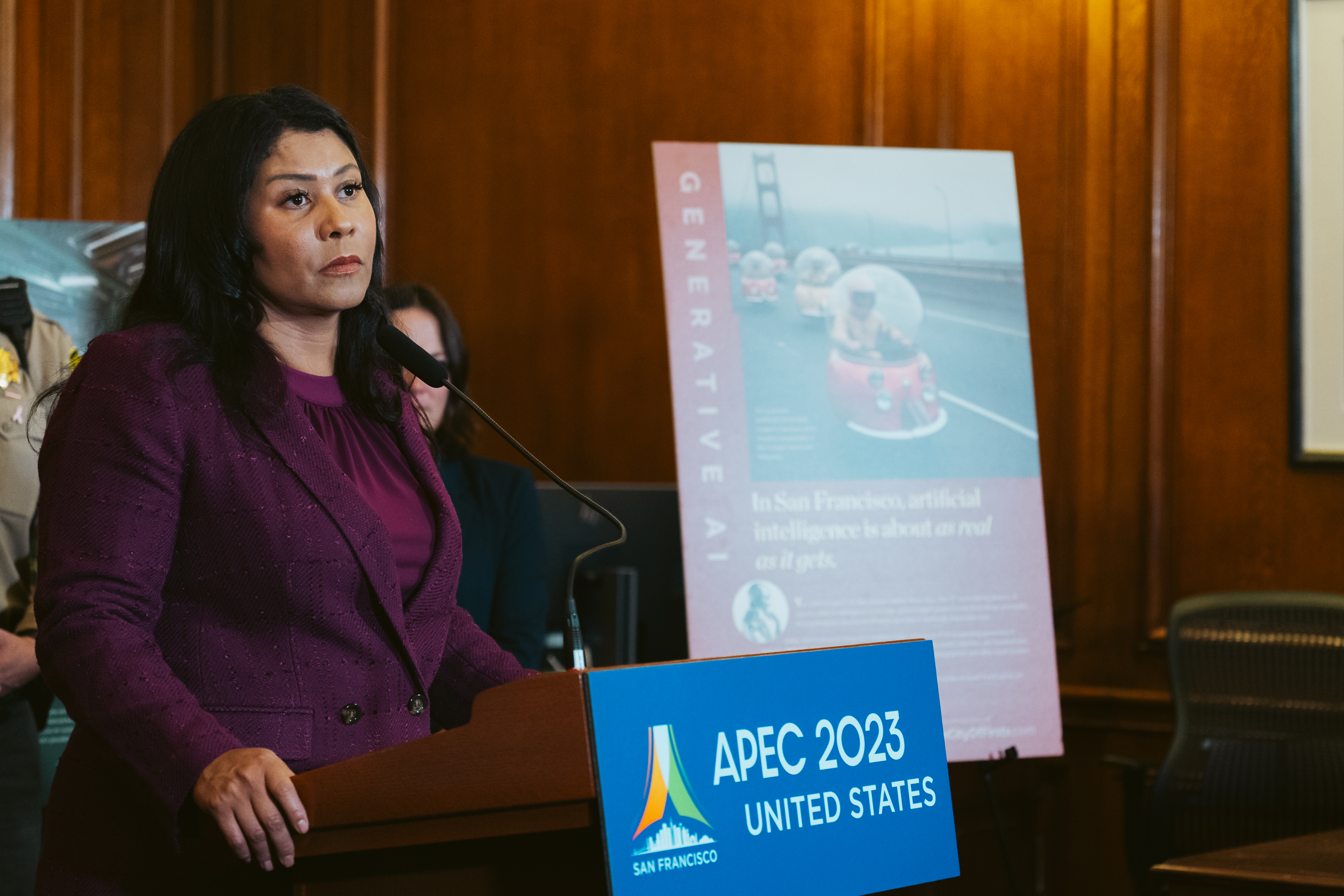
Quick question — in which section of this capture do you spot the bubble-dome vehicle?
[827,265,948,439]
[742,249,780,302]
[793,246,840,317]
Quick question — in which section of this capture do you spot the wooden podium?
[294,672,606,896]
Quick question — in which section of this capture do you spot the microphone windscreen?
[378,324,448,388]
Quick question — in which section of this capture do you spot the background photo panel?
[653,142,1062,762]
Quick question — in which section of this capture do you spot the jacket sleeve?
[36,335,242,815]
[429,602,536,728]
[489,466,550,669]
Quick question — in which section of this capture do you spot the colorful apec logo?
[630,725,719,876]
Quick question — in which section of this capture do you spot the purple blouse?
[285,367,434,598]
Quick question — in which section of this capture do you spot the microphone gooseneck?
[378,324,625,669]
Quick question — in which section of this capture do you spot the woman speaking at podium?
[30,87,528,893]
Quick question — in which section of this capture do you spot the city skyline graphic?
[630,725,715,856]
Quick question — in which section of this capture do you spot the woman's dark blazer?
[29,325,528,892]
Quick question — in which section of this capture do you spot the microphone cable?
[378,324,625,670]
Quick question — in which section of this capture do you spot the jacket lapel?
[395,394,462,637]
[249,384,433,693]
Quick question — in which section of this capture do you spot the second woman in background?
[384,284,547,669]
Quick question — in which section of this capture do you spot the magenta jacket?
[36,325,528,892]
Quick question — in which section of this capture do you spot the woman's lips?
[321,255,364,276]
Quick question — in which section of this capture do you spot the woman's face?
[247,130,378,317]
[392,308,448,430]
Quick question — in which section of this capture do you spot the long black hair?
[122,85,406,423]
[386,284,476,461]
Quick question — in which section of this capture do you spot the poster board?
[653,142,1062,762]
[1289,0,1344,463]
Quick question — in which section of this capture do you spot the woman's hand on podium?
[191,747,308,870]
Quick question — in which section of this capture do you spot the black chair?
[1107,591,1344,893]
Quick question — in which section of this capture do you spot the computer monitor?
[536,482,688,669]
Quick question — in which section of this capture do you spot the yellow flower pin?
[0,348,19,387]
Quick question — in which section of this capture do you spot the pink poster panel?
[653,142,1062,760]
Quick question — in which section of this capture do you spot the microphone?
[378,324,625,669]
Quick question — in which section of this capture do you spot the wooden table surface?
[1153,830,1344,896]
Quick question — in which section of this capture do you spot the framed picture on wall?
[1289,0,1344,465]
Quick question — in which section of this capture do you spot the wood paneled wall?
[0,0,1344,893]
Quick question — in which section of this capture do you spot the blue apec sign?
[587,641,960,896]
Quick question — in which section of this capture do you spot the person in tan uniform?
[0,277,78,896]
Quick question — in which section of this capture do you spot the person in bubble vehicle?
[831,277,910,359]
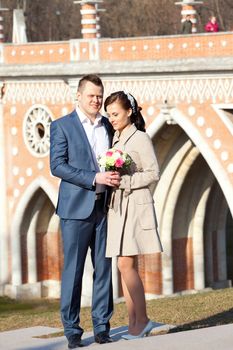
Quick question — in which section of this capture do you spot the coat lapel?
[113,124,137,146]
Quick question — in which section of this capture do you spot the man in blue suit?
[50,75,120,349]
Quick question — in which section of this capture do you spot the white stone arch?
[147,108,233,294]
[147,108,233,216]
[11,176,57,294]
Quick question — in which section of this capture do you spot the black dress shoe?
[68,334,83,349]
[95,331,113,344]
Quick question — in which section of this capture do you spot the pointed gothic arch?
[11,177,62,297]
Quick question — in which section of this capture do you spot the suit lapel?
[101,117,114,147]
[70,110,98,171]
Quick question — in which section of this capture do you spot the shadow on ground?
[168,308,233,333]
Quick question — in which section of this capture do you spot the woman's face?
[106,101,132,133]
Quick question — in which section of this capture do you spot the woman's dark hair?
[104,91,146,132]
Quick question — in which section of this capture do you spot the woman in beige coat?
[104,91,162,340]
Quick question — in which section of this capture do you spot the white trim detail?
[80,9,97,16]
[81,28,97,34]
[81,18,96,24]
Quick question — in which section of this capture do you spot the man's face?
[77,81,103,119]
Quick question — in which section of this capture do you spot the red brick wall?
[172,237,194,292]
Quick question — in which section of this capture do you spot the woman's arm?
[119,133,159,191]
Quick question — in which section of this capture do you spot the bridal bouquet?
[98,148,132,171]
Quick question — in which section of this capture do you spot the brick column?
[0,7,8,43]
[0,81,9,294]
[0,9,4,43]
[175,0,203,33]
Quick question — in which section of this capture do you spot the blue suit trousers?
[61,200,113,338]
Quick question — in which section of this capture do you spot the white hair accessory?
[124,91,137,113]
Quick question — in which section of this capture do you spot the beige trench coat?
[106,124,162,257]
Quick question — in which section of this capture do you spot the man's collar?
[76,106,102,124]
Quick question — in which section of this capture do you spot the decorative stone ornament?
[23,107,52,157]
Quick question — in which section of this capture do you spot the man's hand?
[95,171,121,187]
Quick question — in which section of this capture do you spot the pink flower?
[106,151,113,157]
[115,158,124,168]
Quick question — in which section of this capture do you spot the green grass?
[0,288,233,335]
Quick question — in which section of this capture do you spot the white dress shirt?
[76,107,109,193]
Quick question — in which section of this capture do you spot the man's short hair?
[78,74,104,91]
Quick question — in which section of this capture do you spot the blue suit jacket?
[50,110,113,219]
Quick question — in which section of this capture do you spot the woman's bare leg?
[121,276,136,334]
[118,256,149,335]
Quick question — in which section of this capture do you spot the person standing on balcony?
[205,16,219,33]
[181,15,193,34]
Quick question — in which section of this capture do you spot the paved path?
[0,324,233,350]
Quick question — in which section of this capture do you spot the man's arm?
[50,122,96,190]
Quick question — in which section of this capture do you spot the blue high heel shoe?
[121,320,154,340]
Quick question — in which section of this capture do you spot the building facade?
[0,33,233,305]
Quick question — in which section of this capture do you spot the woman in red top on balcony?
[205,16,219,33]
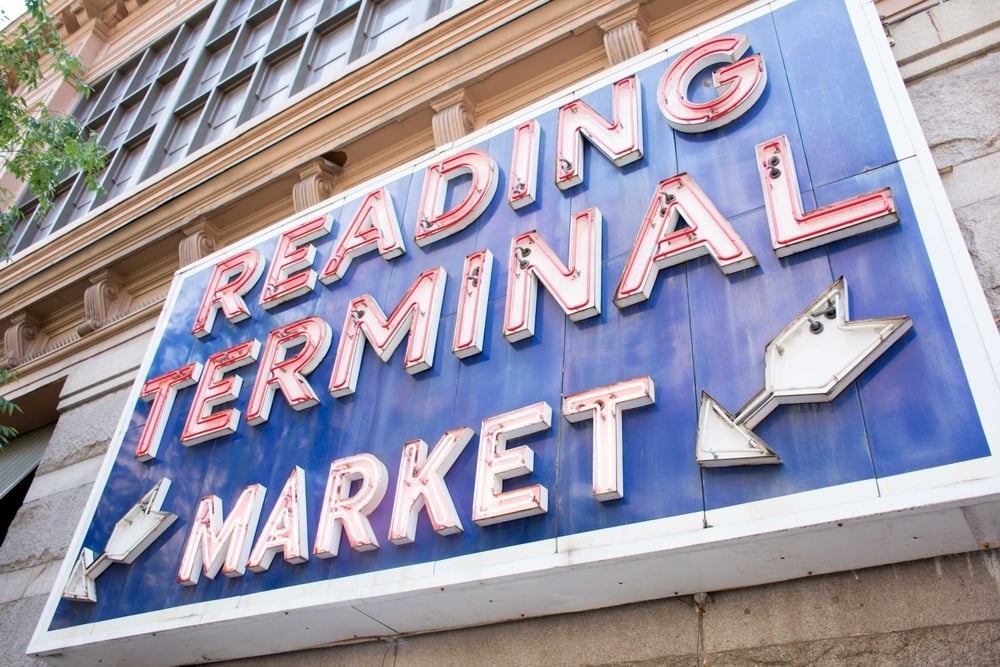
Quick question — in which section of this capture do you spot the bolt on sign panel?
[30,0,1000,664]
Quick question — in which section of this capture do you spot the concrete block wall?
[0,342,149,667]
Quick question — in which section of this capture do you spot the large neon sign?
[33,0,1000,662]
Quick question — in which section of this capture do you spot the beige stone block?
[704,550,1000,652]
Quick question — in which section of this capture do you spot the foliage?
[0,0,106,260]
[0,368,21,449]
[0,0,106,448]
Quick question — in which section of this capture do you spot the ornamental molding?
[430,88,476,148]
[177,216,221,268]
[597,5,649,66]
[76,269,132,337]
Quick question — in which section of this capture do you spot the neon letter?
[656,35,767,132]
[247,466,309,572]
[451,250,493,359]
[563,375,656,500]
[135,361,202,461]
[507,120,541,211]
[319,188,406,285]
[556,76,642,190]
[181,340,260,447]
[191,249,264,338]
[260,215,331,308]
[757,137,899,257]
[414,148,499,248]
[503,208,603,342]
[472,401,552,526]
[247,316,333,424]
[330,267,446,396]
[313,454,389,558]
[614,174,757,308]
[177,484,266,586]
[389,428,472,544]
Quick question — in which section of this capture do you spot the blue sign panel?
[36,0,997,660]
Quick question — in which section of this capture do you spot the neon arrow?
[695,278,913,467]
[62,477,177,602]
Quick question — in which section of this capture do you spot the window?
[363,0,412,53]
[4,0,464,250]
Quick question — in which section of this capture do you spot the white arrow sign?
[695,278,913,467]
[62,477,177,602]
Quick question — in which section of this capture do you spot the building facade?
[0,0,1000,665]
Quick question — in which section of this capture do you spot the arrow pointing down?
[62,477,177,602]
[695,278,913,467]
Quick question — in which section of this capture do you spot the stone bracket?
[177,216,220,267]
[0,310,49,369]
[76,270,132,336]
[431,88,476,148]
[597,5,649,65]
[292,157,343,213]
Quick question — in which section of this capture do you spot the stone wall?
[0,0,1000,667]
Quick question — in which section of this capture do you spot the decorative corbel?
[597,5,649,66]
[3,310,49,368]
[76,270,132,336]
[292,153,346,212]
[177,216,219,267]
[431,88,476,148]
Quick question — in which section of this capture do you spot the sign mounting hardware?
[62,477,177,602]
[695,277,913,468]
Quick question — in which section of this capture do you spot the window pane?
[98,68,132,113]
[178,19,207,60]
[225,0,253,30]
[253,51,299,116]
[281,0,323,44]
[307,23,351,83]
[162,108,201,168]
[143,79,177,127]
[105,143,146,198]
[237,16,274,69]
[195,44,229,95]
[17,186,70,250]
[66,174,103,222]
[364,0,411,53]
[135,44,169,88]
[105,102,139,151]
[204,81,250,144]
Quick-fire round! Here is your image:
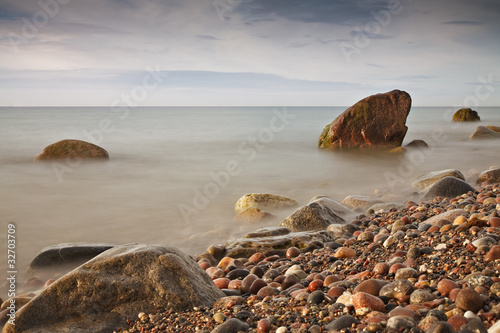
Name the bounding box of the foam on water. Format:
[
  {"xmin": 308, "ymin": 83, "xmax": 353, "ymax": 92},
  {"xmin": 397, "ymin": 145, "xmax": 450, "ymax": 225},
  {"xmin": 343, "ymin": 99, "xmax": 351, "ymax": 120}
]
------------------------
Update the rows from the line with "beige stone block?" to the line with "[76,269,132,337]" by changing "foliage" to "greenery" and keeping everything else the same. Give back only those lines.

## FULL OUTPUT
Quick question — in which section of this capture do you spot the beige stone block?
[704,550,1000,652]
Quick question — in which section of this capture do you spot the greenery?
[0,0,106,260]
[0,368,21,449]
[0,0,106,448]
Quick question — in which section of this capture do you spot the ornamental molding?
[430,88,476,148]
[177,216,221,268]
[597,5,649,66]
[76,269,132,337]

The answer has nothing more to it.